Work task:
Copy the data as given. No line may be skipped.

Excerpts from a dataset:
===============
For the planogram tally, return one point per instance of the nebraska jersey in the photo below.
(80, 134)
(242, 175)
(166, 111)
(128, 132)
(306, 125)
===============
Result of this exercise:
For the planogram tally, return one point per instance of the nebraska jersey in the photo below.
(80, 134)
(242, 175)
(166, 111)
(128, 132)
(306, 125)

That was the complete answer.